EXERCISE DETAILS:
Starting at the line that contains "Question 5: Provide the bounding box coordinates of the kitchen" and ending after the line that contains "400, 0, 467, 22", output those lines exactly, with nothing before or after them.

INPUT ROWS:
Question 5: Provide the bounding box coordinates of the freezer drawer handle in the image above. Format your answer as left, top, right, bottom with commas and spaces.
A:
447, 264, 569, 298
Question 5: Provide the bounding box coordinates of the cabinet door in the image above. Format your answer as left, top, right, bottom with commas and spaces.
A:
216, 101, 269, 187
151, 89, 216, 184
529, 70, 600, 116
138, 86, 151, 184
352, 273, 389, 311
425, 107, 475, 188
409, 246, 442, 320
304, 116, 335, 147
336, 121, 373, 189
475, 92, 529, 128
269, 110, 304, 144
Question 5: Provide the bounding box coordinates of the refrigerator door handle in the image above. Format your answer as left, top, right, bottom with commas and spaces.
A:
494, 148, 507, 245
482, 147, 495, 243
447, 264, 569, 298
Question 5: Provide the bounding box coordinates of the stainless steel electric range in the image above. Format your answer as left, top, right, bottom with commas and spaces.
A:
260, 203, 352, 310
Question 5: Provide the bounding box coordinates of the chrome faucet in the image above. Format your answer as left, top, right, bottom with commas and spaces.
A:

* * *

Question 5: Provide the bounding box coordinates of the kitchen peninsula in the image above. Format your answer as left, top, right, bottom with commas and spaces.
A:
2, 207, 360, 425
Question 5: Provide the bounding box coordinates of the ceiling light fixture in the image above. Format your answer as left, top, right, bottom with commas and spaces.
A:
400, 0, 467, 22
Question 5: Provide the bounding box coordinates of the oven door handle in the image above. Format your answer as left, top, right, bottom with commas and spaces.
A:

==

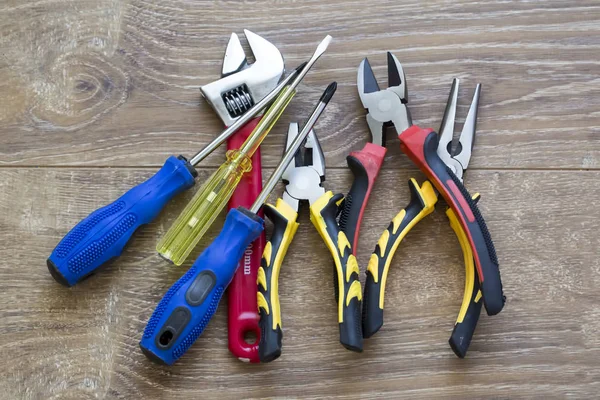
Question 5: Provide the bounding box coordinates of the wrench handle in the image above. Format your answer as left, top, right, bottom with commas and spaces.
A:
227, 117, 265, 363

RESULT:
Question 5: Provide the bounding box coordinates of the kitchen peninsula in the image above. Format your answer as left, top, right, bottom with commas and spaces.
A:
2, 207, 360, 425
Question 5: Provide the bounding box coordinates of the ceiling light fixture in the image above. Format your answer as left, top, right, bottom with commas and spaces.
A:
400, 0, 467, 22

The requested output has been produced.